■ Extracted information ■
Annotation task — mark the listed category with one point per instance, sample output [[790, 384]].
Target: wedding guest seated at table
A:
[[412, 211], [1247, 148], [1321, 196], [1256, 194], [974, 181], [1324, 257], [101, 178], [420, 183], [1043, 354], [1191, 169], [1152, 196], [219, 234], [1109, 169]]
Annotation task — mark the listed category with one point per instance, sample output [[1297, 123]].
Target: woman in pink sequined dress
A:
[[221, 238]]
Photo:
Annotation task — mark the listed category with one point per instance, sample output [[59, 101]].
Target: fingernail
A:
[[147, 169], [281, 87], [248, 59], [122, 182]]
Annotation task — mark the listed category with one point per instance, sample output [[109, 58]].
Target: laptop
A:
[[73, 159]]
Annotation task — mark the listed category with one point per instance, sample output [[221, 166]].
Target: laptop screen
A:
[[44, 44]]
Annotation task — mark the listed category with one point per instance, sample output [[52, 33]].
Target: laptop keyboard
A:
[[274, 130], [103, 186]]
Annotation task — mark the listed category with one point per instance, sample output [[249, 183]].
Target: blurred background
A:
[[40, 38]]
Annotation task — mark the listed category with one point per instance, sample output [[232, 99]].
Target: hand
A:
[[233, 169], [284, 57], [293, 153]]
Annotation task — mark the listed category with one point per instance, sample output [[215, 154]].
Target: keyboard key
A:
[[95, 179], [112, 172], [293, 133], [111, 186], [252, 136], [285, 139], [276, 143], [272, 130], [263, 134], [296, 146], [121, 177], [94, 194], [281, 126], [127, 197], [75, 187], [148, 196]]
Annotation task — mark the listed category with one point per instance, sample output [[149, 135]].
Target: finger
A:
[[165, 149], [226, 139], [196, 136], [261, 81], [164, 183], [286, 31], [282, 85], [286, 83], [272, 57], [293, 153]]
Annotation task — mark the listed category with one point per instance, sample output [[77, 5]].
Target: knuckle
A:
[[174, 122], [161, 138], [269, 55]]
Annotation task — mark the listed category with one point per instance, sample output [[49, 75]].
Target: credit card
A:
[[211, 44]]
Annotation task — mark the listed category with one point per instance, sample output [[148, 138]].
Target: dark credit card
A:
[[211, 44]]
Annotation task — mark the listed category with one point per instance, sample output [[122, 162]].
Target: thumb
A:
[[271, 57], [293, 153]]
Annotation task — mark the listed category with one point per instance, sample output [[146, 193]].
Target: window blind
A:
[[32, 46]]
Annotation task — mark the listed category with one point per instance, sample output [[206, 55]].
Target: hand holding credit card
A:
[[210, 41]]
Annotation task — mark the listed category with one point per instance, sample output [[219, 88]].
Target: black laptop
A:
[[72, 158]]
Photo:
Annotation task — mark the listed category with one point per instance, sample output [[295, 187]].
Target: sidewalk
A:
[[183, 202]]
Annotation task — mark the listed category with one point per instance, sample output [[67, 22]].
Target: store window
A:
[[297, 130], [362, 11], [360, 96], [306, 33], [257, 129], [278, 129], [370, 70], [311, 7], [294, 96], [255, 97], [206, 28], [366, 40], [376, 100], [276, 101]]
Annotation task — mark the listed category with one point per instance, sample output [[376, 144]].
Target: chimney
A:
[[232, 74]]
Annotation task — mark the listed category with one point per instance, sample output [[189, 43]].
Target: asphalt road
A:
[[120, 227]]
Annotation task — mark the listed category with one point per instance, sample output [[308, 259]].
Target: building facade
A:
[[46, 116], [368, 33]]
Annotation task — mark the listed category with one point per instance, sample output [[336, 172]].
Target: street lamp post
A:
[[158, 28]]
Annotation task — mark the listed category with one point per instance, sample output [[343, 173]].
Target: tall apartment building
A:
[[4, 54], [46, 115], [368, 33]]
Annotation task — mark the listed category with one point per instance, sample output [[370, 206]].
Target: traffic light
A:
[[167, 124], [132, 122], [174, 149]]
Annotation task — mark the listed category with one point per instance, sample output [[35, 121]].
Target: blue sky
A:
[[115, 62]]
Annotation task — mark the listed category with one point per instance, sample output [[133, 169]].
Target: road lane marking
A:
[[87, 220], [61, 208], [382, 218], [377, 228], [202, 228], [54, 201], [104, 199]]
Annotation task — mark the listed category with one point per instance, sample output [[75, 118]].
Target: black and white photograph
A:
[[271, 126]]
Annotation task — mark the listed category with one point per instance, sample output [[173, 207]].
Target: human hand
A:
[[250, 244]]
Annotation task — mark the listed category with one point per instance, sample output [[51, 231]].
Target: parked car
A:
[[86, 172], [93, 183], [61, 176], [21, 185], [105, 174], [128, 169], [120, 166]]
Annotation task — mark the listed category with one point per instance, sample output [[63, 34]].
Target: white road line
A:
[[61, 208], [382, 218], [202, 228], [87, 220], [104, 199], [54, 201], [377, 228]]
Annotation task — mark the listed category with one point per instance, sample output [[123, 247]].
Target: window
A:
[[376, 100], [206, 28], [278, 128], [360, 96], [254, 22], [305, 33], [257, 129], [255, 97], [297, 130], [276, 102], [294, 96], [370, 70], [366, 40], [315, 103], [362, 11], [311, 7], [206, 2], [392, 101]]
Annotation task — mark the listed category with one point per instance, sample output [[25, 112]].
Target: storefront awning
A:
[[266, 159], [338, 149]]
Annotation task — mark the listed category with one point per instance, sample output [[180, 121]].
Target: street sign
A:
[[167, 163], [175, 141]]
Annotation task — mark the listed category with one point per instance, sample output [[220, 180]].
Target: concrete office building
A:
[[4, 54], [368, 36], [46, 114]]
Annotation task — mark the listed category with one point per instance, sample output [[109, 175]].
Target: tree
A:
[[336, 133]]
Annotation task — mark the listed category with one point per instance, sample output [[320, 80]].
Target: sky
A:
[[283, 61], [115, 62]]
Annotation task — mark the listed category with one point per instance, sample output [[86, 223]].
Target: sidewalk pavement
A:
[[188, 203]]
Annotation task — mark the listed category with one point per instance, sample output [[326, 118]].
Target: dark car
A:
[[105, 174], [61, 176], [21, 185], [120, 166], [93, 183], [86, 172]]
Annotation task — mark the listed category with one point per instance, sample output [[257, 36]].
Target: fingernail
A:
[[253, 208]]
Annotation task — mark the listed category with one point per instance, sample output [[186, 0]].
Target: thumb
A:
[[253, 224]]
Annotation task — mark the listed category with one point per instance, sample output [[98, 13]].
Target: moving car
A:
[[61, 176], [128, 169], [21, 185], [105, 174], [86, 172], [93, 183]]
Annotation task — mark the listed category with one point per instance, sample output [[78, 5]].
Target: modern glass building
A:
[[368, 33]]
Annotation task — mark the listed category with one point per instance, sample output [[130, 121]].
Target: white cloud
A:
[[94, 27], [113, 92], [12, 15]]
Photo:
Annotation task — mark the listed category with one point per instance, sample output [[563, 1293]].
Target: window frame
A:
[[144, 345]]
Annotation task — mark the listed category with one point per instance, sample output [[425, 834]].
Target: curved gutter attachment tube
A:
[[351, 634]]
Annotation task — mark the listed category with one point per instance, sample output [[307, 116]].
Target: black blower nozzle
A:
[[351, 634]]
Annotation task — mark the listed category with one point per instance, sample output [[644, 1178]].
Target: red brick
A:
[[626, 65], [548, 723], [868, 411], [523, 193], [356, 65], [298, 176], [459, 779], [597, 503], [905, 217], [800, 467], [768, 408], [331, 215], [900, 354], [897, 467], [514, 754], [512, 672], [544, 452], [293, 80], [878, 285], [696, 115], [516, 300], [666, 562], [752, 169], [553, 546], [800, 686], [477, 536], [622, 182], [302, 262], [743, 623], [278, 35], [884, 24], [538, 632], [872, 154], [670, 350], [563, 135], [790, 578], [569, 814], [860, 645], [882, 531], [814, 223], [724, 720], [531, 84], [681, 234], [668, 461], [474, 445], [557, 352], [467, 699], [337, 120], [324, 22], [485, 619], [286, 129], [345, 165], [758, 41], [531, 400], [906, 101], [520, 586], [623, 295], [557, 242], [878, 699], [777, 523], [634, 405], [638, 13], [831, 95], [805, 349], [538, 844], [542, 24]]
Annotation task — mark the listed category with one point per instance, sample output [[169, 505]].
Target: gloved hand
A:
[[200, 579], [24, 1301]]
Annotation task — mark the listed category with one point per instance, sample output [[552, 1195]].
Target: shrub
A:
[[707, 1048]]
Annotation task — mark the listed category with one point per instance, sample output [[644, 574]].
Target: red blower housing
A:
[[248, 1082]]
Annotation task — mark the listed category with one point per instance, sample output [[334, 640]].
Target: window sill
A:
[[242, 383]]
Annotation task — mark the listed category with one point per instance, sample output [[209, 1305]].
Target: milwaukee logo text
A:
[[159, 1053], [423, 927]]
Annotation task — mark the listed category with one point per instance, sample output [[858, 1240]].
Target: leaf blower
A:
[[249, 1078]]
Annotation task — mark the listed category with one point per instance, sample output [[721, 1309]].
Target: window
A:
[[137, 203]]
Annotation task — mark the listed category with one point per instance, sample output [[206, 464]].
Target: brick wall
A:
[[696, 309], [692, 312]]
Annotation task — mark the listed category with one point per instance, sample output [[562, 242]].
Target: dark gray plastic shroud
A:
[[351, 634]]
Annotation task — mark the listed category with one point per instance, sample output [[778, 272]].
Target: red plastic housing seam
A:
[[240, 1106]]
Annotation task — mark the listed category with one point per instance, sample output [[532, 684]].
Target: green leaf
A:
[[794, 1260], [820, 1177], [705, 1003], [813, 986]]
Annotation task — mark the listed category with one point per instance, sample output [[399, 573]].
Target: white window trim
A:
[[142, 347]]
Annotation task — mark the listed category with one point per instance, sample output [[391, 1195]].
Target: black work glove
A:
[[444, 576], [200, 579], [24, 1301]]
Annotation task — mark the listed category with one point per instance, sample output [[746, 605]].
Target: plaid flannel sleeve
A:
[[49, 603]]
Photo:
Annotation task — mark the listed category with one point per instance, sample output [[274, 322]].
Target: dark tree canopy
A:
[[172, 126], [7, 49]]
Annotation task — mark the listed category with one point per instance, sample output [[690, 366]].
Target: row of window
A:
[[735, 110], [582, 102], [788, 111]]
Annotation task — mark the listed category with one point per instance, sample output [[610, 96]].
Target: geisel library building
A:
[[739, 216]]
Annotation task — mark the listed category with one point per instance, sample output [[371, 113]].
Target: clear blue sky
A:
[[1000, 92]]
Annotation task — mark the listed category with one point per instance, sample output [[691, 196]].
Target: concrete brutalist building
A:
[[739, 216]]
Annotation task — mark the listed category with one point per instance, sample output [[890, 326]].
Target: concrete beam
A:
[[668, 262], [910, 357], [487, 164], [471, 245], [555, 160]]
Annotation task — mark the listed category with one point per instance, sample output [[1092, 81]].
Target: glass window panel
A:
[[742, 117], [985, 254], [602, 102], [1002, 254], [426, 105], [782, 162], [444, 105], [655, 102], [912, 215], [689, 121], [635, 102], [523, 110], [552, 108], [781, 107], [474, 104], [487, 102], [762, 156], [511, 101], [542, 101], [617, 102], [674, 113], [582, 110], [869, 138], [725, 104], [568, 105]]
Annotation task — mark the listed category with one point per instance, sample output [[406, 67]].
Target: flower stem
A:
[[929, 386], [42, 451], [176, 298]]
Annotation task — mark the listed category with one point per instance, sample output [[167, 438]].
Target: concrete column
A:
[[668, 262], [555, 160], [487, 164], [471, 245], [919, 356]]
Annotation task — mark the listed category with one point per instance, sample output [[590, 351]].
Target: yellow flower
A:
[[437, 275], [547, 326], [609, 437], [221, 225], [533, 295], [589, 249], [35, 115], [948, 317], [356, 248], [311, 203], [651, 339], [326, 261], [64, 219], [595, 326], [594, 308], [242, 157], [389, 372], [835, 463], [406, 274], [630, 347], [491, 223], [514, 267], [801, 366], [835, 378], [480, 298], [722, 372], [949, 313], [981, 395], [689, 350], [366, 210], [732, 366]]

■ What the exercise asks ■
Looking at the data above, show all lines where the word "building" occurs.

■ Exercise result ■
Target: building facade
Target: tall apartment building
Target: concrete office building
Target: modern glass building
Target: geisel library building
Target: concrete brutalist building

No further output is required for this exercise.